- [Data to process]
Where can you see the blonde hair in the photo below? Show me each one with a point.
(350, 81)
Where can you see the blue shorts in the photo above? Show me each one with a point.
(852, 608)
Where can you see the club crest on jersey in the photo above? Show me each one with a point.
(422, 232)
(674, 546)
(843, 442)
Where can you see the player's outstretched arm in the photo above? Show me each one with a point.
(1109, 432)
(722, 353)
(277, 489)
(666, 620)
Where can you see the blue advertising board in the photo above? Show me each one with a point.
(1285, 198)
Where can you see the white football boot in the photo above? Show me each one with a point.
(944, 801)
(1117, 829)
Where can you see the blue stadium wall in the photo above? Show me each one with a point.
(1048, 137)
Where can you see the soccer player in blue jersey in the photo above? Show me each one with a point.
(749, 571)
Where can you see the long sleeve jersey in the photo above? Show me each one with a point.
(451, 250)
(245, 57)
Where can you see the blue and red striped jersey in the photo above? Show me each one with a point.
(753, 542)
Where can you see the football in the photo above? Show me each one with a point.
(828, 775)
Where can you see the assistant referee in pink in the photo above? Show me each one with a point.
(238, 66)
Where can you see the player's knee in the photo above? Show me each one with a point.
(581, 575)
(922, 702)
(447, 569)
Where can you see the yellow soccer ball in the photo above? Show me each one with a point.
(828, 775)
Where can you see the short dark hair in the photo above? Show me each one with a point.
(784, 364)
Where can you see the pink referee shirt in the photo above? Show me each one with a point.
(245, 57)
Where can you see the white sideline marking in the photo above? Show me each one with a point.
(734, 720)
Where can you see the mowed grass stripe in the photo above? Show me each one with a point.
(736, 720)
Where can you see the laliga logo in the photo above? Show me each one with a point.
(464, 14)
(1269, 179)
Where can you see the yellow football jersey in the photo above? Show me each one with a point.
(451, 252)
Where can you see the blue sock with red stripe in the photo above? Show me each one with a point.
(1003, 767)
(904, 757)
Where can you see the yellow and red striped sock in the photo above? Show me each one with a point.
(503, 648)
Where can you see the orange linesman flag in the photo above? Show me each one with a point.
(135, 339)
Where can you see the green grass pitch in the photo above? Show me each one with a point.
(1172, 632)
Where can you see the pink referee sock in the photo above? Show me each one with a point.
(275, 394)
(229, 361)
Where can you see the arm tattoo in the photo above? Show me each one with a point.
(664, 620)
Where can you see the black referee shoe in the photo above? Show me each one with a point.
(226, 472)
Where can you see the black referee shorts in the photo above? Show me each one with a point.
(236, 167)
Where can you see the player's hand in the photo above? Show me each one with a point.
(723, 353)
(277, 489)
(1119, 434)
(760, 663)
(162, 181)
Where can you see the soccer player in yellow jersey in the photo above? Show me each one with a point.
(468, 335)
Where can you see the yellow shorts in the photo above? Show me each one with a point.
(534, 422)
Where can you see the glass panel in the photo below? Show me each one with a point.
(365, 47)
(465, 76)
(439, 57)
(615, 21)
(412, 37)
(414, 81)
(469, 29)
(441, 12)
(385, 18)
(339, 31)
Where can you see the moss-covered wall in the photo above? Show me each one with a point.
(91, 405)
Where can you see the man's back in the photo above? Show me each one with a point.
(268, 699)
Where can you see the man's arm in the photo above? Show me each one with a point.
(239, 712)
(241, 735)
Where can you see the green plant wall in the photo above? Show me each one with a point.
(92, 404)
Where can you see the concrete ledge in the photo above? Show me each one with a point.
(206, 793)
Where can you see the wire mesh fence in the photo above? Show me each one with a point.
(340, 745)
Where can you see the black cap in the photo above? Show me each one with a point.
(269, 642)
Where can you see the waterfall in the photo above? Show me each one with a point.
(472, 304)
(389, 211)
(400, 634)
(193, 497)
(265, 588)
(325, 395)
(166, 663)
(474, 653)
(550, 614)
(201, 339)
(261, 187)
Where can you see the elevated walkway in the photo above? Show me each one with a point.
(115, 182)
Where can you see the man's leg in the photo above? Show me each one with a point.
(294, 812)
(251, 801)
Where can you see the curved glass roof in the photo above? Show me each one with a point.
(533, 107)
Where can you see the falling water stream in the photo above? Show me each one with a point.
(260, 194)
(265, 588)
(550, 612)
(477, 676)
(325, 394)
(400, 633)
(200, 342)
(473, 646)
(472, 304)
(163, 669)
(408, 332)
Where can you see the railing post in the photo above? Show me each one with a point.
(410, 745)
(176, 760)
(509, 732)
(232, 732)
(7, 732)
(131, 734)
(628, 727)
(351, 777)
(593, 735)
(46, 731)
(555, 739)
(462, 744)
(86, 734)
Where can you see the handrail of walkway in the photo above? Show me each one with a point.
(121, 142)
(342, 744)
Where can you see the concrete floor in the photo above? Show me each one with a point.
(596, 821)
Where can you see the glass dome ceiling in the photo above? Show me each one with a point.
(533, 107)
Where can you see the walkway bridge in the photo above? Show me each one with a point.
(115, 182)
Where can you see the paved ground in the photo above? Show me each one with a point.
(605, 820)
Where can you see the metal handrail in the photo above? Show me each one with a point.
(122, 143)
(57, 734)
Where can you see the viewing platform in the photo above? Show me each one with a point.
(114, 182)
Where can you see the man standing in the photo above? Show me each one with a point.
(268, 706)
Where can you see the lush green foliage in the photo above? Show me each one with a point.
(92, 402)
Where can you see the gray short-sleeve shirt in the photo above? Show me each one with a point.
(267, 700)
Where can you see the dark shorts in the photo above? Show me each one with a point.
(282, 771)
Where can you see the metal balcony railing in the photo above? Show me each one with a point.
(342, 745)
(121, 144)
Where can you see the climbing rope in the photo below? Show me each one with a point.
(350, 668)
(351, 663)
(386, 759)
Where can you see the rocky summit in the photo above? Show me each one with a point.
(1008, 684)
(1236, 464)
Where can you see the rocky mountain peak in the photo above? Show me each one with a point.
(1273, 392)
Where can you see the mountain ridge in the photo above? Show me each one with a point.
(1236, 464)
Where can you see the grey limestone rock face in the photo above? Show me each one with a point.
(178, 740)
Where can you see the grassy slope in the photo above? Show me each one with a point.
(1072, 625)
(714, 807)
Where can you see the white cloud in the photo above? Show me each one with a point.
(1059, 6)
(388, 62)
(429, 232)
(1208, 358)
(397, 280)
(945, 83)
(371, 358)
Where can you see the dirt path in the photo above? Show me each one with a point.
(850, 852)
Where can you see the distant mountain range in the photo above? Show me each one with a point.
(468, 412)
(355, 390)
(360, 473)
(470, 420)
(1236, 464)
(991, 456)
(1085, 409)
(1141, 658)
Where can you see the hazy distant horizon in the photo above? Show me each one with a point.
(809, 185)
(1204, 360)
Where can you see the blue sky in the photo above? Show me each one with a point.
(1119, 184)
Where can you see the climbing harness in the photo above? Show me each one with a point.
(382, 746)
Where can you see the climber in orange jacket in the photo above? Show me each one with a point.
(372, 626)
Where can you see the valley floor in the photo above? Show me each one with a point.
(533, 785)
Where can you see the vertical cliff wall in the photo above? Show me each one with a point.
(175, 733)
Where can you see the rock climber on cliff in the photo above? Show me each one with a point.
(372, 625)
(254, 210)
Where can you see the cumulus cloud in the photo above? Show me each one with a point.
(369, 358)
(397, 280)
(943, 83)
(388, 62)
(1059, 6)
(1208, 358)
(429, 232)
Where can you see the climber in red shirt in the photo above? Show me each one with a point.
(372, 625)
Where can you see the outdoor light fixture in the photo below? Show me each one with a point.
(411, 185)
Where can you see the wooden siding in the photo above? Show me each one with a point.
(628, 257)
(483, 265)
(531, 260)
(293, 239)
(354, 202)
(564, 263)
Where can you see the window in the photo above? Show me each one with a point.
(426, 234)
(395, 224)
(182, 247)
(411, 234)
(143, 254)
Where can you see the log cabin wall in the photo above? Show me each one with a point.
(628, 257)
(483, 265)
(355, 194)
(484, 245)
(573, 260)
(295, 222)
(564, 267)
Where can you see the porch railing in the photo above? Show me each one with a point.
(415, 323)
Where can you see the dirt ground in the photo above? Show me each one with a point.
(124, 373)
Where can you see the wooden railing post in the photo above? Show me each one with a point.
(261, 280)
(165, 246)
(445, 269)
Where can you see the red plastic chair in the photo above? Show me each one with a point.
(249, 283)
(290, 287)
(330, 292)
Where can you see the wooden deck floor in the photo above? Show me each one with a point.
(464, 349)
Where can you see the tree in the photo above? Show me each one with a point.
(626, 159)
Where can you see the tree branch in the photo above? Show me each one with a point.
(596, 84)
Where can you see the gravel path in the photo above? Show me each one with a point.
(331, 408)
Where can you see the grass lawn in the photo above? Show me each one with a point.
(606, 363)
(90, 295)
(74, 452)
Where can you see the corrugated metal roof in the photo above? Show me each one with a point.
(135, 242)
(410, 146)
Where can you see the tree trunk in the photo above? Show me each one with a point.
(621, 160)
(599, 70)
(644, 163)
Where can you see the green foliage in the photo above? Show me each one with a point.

- [Exercise prompt]
Only the lines from the one with "Where can you see the tree trunk" through the last line above should be restated, word for word.

- [Result of the exercise]
Where can you see the tree trunk in the photo above? Show me each one with a point.
(621, 160)
(599, 70)
(644, 163)
Where can you see the green foliage in the photo above? Show me each one with a point.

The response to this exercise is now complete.